--- Problem requirements ---
Which lines of the data hold the word "bush"? Copy all of them.

--- Extracted data entries ---
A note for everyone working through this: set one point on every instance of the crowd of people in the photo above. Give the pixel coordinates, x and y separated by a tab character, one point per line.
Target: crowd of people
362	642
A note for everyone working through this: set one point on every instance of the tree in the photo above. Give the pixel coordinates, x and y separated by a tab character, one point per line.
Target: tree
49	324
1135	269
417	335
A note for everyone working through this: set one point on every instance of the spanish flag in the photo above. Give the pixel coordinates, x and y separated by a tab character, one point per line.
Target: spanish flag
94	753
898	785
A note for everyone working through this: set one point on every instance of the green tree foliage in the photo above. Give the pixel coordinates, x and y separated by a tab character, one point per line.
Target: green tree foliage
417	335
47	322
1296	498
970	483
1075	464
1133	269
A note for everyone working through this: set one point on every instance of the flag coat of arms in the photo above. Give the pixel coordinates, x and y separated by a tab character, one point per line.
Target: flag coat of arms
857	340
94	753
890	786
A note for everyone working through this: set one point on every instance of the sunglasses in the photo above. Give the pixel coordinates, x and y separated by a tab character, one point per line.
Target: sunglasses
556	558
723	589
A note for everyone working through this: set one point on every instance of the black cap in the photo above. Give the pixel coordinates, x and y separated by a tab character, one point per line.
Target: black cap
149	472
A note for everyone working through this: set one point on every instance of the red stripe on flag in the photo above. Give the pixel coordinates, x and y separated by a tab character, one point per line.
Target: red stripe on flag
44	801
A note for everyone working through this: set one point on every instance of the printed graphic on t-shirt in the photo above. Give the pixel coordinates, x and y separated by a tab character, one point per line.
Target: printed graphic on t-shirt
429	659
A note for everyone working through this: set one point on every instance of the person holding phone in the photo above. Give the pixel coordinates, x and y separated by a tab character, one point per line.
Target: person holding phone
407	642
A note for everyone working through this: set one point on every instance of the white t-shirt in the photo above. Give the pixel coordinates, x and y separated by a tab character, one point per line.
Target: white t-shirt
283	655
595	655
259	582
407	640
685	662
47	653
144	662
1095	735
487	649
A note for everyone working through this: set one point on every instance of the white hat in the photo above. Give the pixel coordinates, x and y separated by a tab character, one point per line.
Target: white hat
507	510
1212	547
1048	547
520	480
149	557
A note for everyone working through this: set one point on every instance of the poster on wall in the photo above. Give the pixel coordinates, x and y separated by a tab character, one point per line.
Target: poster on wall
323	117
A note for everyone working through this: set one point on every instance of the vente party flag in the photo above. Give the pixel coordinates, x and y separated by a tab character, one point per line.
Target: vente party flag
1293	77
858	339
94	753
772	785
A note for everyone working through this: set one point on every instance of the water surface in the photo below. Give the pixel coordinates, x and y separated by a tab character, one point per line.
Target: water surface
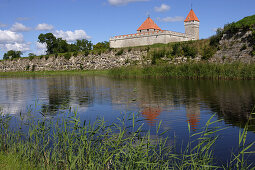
174	102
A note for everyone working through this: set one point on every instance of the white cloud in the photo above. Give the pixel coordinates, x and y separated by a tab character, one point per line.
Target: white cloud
18	27
41	48
123	2
44	27
162	8
7	36
23	18
172	19
71	36
2	25
18	47
10	40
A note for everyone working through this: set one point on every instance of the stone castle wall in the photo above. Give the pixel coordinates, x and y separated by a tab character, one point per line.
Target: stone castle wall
91	62
148	38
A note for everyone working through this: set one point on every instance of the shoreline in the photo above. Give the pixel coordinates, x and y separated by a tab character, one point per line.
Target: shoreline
200	70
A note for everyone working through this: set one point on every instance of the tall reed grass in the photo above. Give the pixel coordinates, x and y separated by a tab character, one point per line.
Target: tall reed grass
71	144
189	71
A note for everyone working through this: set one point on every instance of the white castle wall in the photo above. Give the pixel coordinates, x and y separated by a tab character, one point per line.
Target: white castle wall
148	38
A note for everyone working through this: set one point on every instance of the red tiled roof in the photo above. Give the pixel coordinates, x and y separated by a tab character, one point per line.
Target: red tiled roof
191	16
148	24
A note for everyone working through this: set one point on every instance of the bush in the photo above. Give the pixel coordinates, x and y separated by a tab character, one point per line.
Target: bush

--- Answer for the task ---
A note for everyone working through this: set one point on every instance of the bush in the photo above. Give the pixel coordinates, x and y separated by a tab character, one point per line.
Target: bush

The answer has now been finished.